**Selected passage:**
******
Edit : I also find of interest this *bilingual article* and *this page* which gives a quick summary.


----------



## xiancee

I think we all agree with you Nicomon and the most important element here is the emphasis on action / result for the difference past simple/p perfect


----------



## Moon Palace

Nicomon said:


> I agree that if the sentence to translate was : _Il a passé 4 jours à l'hôpital (au chevet de son enfant hospitalisé) _without a time marker to tell us if it is recent or if it happened last week/month... it might be best to translate as: _He has spent 4 days in (the) hospital_.
> 
> But the thread title is _Il a été hospitalisé 4 jours_. It is clear that the person no longer is hospitalised. The hospitalisation is over; a thing of the past. If it weren't the case, we would say in French : _il est hospitalisé depuis 4 jours / depuis le 15 janvier, etc. _
> 
> Hence my insisting that the best translations are: _He was hospitalised for 4 days / was in the hospital for 4 days. _And other anglophones here agree on that.
> 
> Here are similar examples, copied from bilingual websites:
> 
> 
> As for bought / have bought, copied from *this site*:
> 
> 
> Edit : I also find of interest this *bilingual article* and *this page* which gives a quick summary.



With due respect, I believe this is misleading for learners. You will emphasize action if you are in a context where you are *narrating past events *_(_as the beginning of your post says). 
Anglophones agree on the past because they see a *past context* around it, but _4 days _in itself is not a sign that it took place in the past, it is merely a duration, as if you had said _for four days, _as show both examples you mention since they all contain an additional tense marker_. _
I merely wanted to remind learners of the need for a past context.


----------



## Nicomon

Moon,

There was a sentence to translate, and it was correctly translated right from the beginning, in post # 2. 

I never said that 4 days was a tense/time marker. It is the past participle « _il a été » _before_ hospitalisé_ » that tells us it is past. 
Plus I added what we would say in French, if it wasn't a thing of the past. 

To me the example below, that I gave earlier, is very similar to the thread title.


> Le (passager) blessé *a été hospitalisé trois jours*.
> The injured passenger *was hospitalized for three days*.
******
**Check your understanding:**
1 - In the translation thread, rewrite the paragraph beginning "But the thread title is" as a short bulleted list that keeps its main facts.
2 - Write the next part of the translation thread, starting right after the last example pair.

[Point-per-instance localization data]
******
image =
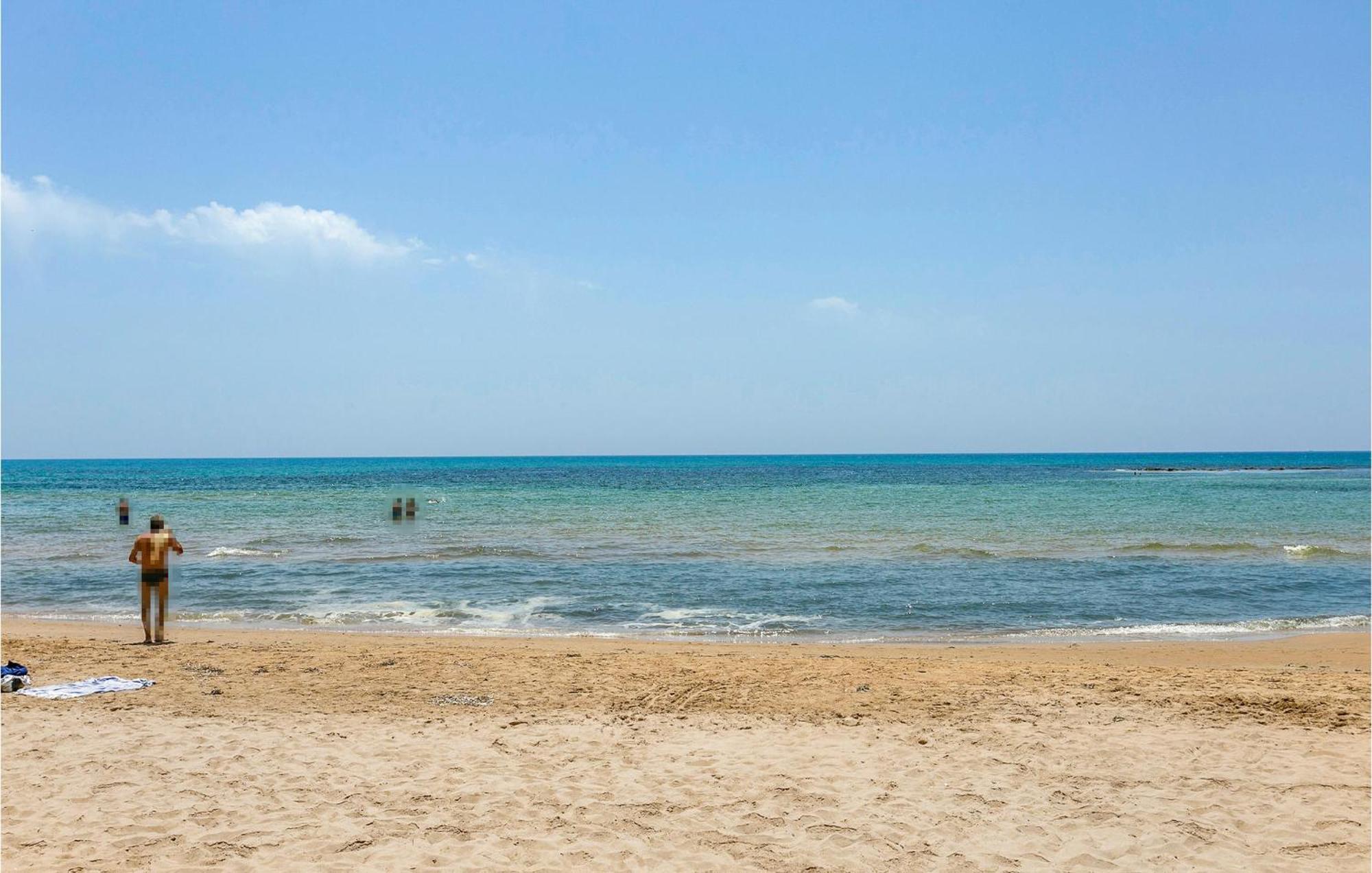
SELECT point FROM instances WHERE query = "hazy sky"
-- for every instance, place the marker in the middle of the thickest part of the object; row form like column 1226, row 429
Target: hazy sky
column 501, row 229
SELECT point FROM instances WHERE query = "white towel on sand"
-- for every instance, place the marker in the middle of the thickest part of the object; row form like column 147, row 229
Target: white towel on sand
column 84, row 687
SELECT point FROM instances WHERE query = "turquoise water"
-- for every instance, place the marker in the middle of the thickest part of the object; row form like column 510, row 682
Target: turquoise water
column 840, row 547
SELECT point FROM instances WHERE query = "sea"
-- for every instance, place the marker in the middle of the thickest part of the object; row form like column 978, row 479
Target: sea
column 740, row 548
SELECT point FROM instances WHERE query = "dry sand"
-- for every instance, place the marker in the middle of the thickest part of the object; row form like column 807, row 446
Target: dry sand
column 265, row 750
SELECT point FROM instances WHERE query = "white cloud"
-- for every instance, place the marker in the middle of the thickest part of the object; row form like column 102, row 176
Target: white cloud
column 835, row 304
column 39, row 208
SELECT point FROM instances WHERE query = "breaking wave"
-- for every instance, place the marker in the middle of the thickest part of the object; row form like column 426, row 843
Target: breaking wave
column 234, row 552
column 1204, row 629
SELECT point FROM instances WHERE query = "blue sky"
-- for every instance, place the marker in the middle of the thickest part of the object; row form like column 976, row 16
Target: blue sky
column 438, row 229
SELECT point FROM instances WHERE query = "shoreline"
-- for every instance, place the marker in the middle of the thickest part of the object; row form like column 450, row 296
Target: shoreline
column 265, row 750
column 1123, row 635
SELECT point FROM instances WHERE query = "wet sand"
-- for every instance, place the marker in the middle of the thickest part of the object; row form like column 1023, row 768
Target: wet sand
column 316, row 750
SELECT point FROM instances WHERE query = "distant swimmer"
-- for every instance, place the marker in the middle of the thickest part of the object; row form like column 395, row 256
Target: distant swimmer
column 150, row 551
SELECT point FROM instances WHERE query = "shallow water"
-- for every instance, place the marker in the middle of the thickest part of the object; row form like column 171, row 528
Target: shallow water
column 846, row 547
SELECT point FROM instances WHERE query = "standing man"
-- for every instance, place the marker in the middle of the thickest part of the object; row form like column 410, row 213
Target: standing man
column 150, row 551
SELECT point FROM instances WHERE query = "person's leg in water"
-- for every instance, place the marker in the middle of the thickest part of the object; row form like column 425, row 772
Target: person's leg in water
column 164, row 590
column 146, row 594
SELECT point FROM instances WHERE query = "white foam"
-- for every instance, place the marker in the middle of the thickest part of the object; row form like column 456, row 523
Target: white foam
column 234, row 552
column 1204, row 629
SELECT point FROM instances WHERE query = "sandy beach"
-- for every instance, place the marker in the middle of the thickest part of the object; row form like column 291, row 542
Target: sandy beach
column 265, row 750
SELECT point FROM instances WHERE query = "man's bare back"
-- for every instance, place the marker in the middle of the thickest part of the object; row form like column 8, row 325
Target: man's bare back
column 150, row 552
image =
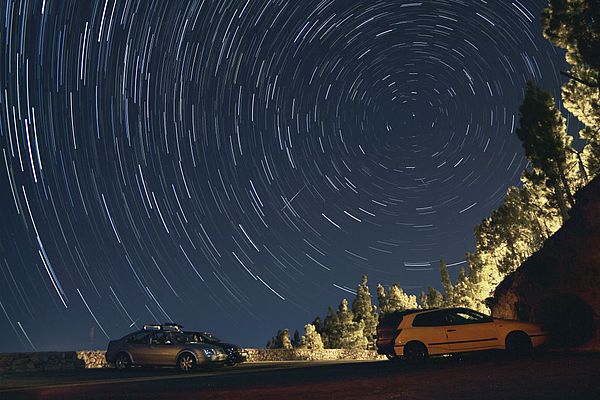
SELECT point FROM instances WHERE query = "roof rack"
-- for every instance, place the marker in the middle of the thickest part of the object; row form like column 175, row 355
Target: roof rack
column 168, row 326
column 152, row 327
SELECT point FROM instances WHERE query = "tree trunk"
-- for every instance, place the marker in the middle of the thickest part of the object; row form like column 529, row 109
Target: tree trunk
column 561, row 201
column 565, row 183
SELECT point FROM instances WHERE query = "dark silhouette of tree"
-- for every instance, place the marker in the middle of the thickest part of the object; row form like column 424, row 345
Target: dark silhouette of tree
column 446, row 282
column 542, row 132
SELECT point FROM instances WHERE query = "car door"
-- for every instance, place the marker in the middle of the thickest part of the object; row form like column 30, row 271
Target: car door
column 470, row 330
column 430, row 329
column 163, row 349
column 137, row 345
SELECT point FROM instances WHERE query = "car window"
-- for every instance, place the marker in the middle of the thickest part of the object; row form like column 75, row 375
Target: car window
column 193, row 337
column 459, row 317
column 391, row 320
column 160, row 338
column 178, row 338
column 139, row 338
column 435, row 318
column 211, row 337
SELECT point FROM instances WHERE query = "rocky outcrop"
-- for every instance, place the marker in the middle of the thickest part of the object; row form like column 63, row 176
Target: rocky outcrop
column 559, row 286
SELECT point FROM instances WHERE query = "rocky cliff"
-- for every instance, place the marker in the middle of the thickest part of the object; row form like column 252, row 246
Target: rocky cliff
column 559, row 286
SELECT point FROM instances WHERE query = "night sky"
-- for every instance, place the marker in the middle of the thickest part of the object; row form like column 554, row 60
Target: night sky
column 236, row 166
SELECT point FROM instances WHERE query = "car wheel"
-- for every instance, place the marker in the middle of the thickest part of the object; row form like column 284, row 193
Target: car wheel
column 518, row 344
column 186, row 362
column 415, row 352
column 122, row 362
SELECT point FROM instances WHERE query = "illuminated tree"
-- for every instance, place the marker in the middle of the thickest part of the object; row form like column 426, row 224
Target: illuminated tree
column 575, row 26
column 351, row 333
column 395, row 299
column 330, row 329
column 432, row 299
column 282, row 340
column 311, row 338
column 297, row 340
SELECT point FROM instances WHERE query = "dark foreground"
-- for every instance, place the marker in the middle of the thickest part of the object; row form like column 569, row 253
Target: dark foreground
column 481, row 376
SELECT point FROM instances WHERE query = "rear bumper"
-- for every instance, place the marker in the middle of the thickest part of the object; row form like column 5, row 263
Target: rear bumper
column 385, row 347
column 538, row 340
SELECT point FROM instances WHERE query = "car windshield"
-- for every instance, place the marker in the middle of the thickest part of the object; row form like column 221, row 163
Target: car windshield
column 210, row 337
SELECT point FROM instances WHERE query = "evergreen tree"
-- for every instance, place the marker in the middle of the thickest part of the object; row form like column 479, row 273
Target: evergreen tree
column 282, row 340
column 446, row 282
column 351, row 333
column 382, row 299
column 364, row 311
column 311, row 338
column 297, row 339
column 397, row 300
column 432, row 299
column 330, row 329
column 575, row 26
column 542, row 132
column 318, row 324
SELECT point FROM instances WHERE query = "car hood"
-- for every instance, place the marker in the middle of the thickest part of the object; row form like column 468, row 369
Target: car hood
column 515, row 323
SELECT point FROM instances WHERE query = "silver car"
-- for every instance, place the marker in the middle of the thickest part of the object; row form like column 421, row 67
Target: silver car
column 162, row 345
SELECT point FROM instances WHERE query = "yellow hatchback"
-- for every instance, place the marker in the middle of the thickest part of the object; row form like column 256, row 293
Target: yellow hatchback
column 417, row 334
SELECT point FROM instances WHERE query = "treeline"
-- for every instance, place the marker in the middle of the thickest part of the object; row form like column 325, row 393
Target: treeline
column 534, row 210
column 529, row 213
column 353, row 327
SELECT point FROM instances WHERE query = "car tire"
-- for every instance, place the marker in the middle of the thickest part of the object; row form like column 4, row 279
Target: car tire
column 415, row 352
column 186, row 362
column 518, row 344
column 122, row 361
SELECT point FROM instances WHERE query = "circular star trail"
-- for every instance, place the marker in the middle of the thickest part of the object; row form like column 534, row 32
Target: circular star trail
column 236, row 166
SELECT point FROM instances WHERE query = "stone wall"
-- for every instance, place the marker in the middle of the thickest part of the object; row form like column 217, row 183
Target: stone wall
column 256, row 355
column 559, row 286
column 69, row 360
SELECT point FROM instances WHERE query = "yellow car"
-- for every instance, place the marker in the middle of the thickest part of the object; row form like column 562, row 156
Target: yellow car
column 417, row 334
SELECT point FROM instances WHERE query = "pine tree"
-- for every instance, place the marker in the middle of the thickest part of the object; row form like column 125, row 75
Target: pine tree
column 297, row 339
column 382, row 299
column 575, row 26
column 351, row 333
column 282, row 340
column 397, row 300
column 330, row 329
column 446, row 282
column 311, row 338
column 542, row 132
column 364, row 311
column 432, row 299
column 318, row 324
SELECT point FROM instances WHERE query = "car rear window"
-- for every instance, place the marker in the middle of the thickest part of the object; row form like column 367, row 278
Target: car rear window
column 435, row 318
column 390, row 320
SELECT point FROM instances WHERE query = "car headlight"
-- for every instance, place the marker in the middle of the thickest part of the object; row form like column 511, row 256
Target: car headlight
column 209, row 352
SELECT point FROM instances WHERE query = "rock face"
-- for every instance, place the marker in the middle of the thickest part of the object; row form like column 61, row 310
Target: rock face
column 559, row 286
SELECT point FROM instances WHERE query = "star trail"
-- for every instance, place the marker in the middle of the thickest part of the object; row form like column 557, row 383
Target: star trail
column 236, row 166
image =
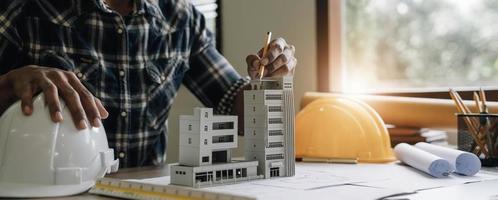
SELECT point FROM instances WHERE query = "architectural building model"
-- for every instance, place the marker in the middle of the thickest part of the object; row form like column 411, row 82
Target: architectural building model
column 269, row 126
column 205, row 159
column 206, row 139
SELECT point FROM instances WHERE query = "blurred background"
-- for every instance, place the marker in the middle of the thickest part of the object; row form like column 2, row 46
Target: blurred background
column 415, row 48
column 241, row 27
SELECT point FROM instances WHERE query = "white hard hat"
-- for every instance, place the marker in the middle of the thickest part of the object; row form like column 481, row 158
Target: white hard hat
column 40, row 158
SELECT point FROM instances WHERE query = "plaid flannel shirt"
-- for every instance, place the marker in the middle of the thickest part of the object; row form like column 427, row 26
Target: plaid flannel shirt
column 134, row 64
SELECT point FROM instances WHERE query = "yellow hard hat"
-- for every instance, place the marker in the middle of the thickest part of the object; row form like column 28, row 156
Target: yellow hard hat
column 342, row 128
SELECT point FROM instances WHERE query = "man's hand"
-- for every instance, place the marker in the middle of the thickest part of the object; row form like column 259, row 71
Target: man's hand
column 279, row 61
column 27, row 81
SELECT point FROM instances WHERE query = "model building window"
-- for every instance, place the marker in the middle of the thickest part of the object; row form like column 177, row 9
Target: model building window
column 238, row 173
column 274, row 156
column 275, row 109
column 222, row 125
column 223, row 139
column 273, row 97
column 275, row 121
column 275, row 144
column 275, row 132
******
**Task-by-task answers:**
1 -
- The thread title is *Il a été hospitalisé 4 jours*.
- This makes it clear that the person is no longer in the hospital.
- The hospitalization is over and belongs to the past.
- If it were still going on, French would say *il est hospitalisé depuis 4 jours* or *depuis le 15 janvier*.

2 -
Besides... I gave 3 links to sites/documents that I think of interest, to further help. All this in the *vocabulary* (not grammar) forum. 
So if my post was misleading, well, I'm very sorry.


----------



## Pedro y La Torre

Abbrevs said:


> Either could work.  I think that "He spent four days in the hospital" sounds more fluent.
> 
> But, if you'd like to use "He has been in *the *hospital for four days" you may.


 
I'm unsure why you appear to be insisting on the use of "the". American English uses "in _the_ hospital", however British English uses "in hospital", unless a specific hospital is being referred to, while in Irish English both forms are acceptable.

As regards the original question, _he was hospitalized for 4 days_ seems the best translation to me. _He has spent four days in the hospital_ indicates that he is still there, which doesn't work unless of course that is what the French is trying to imply.


----------



## xiancee

I was always told the difference between "hospital" and "the hospital" as follows : 

He's in hospital = he is ill
He's in the hospital = he's in the building, he's visiting or a nurse or a doctor ...

Is it so???


----------



## Pedro y La Torre

xiancee said:


> I was always told the difference between "hospital" and "the hospital" as follows :
> 
> He's in hospital/he's in the hospital = he is ill
> He's in the hospital = he's in the building, he's visiting or a nurse or a doctor ...
> 
> Is it so???


 
It depends on context. _He's in*__ the hospital _can either mean that a person is in a hospital visiting etc. or is being taken cared of as an in-patient. This form is prevalent in North American English.

_He's in hospital _is the preferred British construction, meaning that a person is ill and is being treated in a hospital.


----------



## xiancee

Ok thanks for those elements of answer!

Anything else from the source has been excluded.